**REQUIREMENT**: Give every line of the material from the one containing "Where can the yellow church" through the final line, inclusive, as a numbered list with blank lines omitted.

★ ★ ★ ★ ★ ★ ★

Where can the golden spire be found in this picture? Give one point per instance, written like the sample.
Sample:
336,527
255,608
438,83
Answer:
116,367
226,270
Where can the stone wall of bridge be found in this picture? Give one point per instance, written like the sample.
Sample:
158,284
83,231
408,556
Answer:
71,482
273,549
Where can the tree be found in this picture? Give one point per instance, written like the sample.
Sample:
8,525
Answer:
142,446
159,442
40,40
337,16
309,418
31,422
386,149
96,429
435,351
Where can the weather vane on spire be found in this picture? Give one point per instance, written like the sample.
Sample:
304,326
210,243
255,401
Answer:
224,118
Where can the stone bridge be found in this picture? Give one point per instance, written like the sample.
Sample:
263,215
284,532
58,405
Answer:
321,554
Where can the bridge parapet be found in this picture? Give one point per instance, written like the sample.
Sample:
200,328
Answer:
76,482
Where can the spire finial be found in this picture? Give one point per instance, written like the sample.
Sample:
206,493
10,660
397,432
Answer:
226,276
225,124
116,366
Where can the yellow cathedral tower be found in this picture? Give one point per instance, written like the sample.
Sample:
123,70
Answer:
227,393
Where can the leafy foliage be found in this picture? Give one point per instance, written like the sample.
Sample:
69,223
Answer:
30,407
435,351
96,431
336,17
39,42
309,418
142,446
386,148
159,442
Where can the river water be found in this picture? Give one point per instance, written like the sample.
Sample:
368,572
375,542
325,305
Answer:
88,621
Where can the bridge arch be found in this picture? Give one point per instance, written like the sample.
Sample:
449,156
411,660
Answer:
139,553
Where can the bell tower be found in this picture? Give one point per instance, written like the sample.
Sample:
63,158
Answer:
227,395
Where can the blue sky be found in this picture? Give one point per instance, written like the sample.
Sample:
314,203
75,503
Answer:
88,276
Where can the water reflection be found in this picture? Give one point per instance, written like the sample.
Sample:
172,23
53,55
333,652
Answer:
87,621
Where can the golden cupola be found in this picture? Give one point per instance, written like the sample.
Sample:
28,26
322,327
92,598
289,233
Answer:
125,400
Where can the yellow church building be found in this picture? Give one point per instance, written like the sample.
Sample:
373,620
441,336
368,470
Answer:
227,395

★ ★ ★ ★ ★ ★ ★

**OUTPUT BELOW**:
1. Where can the yellow church building be found in this picture? Give one point per instance, written like the sample.
2. Sample:
3. 373,620
4. 441,336
5. 368,470
6. Answer:
7. 227,395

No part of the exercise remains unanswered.